* Document segment
What is the ghosting racial transformation?


----------



## Citizen Mane (Oct 25, 2004)

Updates to Kieran:

Adds another level of Bard.
1.  +1 BAB
2.  +1 Ref, +1 Will
3.  9 skill points (+1 Bluff, +1 Concentration, +1 Decipher Script, +1 Diplomacy, +3 Knowledge/History, +1 Perform/Stringed Instruments, +1 Spellcraft).  The 5th rank in Bluff grants a +2 synergy bonus to Diplomacy.  The 5th rank in Knowledge/History grants a +2 synergy bonus to Bardic Knowledge.
4. New spells per day: +1/+1/0/0/0/0/0; New spells known 1/2/0/0/0/0/0: _ghost sound, charm person, cure light wounds_
5. +1 Bardic Knowledge.
6. Racial transformation: Aura of Good.


----------



## Guest 11456 (Oct 26, 2004)

DarkMaster said:
			
		

> What is the ghosting racial transformation?




Ghosting: Many gnomes exhibit this strange trait, which allows them to live on both the Material Plane and the fey realm of Itheria simultaneously. Normally this has no effect except to give the gnome a slightly fuzzy look, as if his form is slightly blurred. On command, however, the gnome can _ghost_, phasing back and forth between the planes more rapidly than the mortal eye can follow. The effect is identical to the _blink_ spell except that the gnome travels back and forth to Itheria rather than the Ethereal Plane. It requires a full-round action to activate this ability, and the gnome can only activate it once per day for a duration of up to one minute.


----------



## Guest 11456 (Oct 26, 2004)

Kajamba Lion: Thanx! Hit points for this level are 5.

Ashy: Go ahead and post all changes here. Hit points for this level are 6 + 4 = 10.

Isida Kep'Tukari: Go ahead and post all changes here. Hit points for this level are 6 + 2 = 8. Racial Transformation: Change Shape has a prerequisite of character level 6+.

DarkMaster: Go ahead and post all changes here. Hit points for this level are 4 + 3 = 7.

Lady Shatterstone: I need your class choice and character update.

Sephiroth no Miko: I need your class choice and character update.


----------



## DarkMaster (Oct 26, 2004)

Added +1 BAB, +1 Will, 6 skill points (concentration, knowledge arcana, the plane, history, spellcraft, diplomacy(cc) ). Wild empathy +1, spell now at 4/3, adjusted familiar accordingly and took Ghosting for the racial transformation.


----------



## Isida Kep'Tukari (Oct 26, 2004)

Added another level of rogue.  +1 BAB, +1 to Ref save, evasion.  Changed racial talent to natural armor (increases to +1).  Added ranks to appraise, bluff, disguise, open lock, search, and slight of hand.


----------



## Ashy (Oct 26, 2004)

Added another level of ranger: +1 BAB, 10 hps, +1 Ref, 7 Skill points (Survival, Heal, Climb, Knowledge (nature)), Two Weapon fighting, Racial transformation: breathe water, 1 jacynth


----------



## Lady Shatterstone (Oct 26, 2004)

Collection entries

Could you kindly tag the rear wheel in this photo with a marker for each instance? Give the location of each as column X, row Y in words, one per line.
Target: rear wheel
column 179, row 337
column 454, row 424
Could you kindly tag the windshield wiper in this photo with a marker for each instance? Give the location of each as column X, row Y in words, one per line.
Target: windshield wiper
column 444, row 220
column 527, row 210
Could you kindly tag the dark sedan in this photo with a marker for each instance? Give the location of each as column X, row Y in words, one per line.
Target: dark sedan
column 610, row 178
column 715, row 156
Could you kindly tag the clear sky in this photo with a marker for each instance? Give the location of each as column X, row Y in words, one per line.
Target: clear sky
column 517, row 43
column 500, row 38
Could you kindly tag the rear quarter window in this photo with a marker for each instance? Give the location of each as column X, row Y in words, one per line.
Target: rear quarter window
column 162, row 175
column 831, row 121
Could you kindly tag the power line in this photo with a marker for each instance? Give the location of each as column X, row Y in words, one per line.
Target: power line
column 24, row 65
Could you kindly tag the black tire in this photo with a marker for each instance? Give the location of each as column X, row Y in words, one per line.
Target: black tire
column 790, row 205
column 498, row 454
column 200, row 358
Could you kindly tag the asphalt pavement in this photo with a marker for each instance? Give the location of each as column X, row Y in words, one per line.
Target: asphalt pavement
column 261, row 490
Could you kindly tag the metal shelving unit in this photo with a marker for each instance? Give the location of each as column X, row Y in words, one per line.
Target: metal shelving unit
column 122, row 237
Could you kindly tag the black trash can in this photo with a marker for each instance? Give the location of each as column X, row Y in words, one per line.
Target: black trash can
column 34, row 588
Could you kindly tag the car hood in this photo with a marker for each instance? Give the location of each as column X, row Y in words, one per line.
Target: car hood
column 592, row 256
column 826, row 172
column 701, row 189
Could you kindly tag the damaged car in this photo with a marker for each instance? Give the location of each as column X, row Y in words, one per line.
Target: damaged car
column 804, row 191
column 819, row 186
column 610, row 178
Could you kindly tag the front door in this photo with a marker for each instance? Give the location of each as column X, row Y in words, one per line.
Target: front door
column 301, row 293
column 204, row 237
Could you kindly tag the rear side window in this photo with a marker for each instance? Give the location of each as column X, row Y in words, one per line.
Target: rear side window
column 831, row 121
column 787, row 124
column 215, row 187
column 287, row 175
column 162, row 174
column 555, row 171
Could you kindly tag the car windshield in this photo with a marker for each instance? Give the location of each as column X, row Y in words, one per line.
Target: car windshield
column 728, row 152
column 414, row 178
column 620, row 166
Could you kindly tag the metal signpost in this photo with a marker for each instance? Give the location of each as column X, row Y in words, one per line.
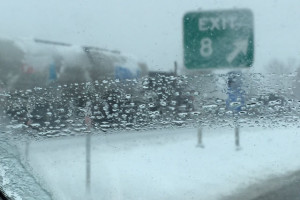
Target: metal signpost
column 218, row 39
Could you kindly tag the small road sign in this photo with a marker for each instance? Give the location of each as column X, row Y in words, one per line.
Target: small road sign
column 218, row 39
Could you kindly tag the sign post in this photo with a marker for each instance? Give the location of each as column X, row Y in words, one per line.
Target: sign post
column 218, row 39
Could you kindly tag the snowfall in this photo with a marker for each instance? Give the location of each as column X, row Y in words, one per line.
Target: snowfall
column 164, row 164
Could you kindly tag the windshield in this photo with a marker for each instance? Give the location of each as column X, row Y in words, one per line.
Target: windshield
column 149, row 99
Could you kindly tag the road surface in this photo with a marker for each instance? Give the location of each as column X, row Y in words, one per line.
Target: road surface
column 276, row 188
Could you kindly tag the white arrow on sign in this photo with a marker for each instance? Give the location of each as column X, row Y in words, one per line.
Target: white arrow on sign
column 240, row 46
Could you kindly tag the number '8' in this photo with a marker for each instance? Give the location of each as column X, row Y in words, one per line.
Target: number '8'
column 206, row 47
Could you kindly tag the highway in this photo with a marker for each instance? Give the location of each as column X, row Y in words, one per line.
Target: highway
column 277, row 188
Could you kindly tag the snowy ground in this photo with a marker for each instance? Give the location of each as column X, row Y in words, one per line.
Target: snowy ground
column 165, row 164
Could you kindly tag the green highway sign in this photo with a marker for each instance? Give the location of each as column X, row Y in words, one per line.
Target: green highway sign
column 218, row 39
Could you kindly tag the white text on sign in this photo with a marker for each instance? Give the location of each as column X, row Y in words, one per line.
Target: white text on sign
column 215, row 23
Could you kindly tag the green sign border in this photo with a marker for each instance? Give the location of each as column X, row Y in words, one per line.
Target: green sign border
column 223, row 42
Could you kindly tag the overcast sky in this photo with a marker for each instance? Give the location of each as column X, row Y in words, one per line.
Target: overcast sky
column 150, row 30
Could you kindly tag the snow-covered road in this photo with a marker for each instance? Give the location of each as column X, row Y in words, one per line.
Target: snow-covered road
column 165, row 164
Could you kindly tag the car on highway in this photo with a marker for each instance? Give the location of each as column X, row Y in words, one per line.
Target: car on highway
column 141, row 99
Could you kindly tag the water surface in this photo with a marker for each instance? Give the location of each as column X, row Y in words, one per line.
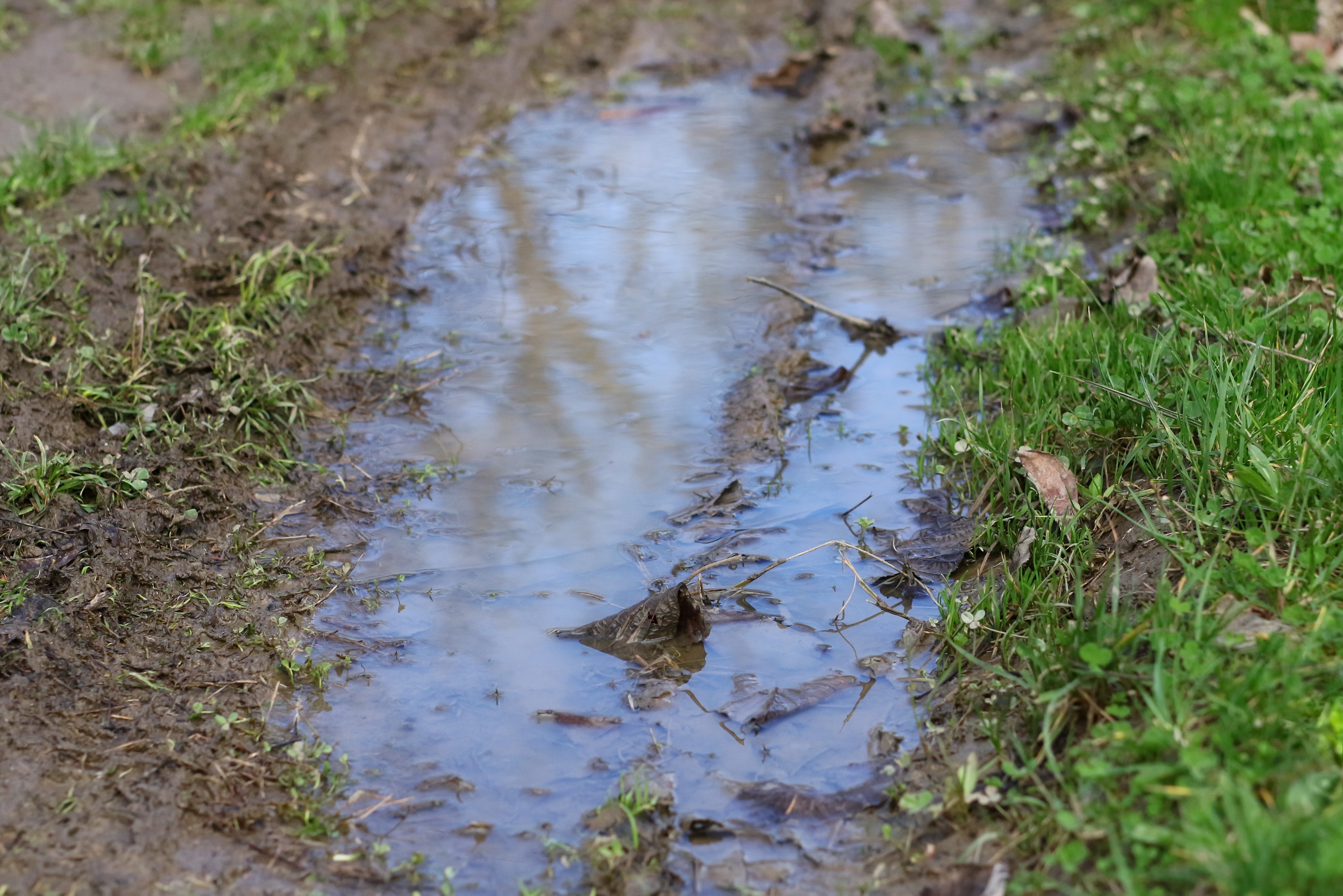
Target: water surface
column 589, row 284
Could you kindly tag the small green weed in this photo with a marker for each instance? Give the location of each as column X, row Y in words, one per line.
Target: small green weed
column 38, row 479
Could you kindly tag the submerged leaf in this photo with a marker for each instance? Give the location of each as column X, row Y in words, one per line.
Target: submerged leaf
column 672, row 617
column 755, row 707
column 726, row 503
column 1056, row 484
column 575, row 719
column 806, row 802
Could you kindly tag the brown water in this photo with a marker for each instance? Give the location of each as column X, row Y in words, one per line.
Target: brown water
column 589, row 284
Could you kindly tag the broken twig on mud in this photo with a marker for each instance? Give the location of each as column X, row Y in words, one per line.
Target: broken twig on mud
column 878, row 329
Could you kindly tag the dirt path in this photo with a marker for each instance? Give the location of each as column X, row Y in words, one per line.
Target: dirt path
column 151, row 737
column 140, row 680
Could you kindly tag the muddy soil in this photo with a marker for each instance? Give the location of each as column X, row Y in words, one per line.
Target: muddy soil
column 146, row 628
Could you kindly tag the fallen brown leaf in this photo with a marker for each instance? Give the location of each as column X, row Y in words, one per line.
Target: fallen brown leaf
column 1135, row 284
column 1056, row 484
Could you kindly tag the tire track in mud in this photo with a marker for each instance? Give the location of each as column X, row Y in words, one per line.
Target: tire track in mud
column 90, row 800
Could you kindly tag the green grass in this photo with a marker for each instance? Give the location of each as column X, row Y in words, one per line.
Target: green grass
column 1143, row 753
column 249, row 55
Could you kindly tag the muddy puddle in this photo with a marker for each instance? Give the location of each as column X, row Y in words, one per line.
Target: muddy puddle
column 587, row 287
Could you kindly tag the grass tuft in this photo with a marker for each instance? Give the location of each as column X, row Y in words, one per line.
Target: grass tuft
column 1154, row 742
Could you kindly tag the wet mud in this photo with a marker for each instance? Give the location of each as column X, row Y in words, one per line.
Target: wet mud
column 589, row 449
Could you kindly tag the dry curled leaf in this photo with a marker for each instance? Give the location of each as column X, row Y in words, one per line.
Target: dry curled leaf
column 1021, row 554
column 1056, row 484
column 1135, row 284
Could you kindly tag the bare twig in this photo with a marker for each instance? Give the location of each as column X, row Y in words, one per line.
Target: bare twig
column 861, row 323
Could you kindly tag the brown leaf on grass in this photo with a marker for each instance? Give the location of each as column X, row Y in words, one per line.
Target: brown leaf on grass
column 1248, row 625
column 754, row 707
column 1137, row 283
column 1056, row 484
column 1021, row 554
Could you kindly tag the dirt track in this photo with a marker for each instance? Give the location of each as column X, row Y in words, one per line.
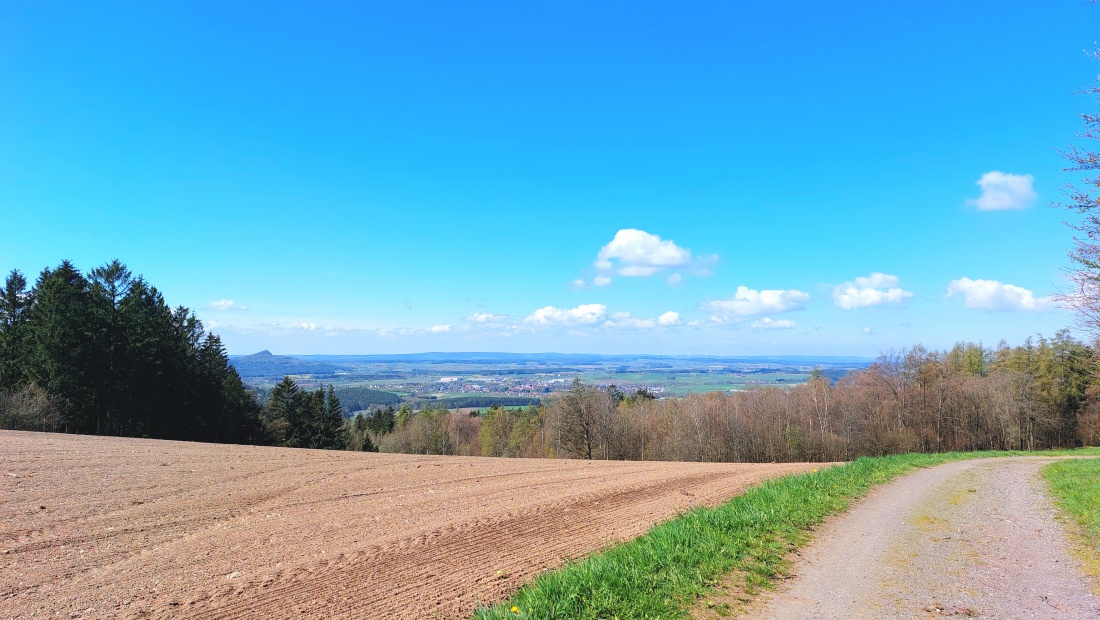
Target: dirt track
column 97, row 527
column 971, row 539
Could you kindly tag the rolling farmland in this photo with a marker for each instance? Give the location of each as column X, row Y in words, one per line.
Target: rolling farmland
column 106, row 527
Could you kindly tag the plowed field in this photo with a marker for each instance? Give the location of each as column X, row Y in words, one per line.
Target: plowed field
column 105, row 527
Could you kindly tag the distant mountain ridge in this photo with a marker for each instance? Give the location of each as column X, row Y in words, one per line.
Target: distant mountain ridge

* What this exercise asks
A – In the forum thread, to which realm does a ghosting gnome travel instead of the Ethereal Plane?
B – How many lines of the listing contain the word "number"? Reply with the count alone.
The listing is unrelated to the forum thread.

* Answers to the problems
A – Itheria

B – 2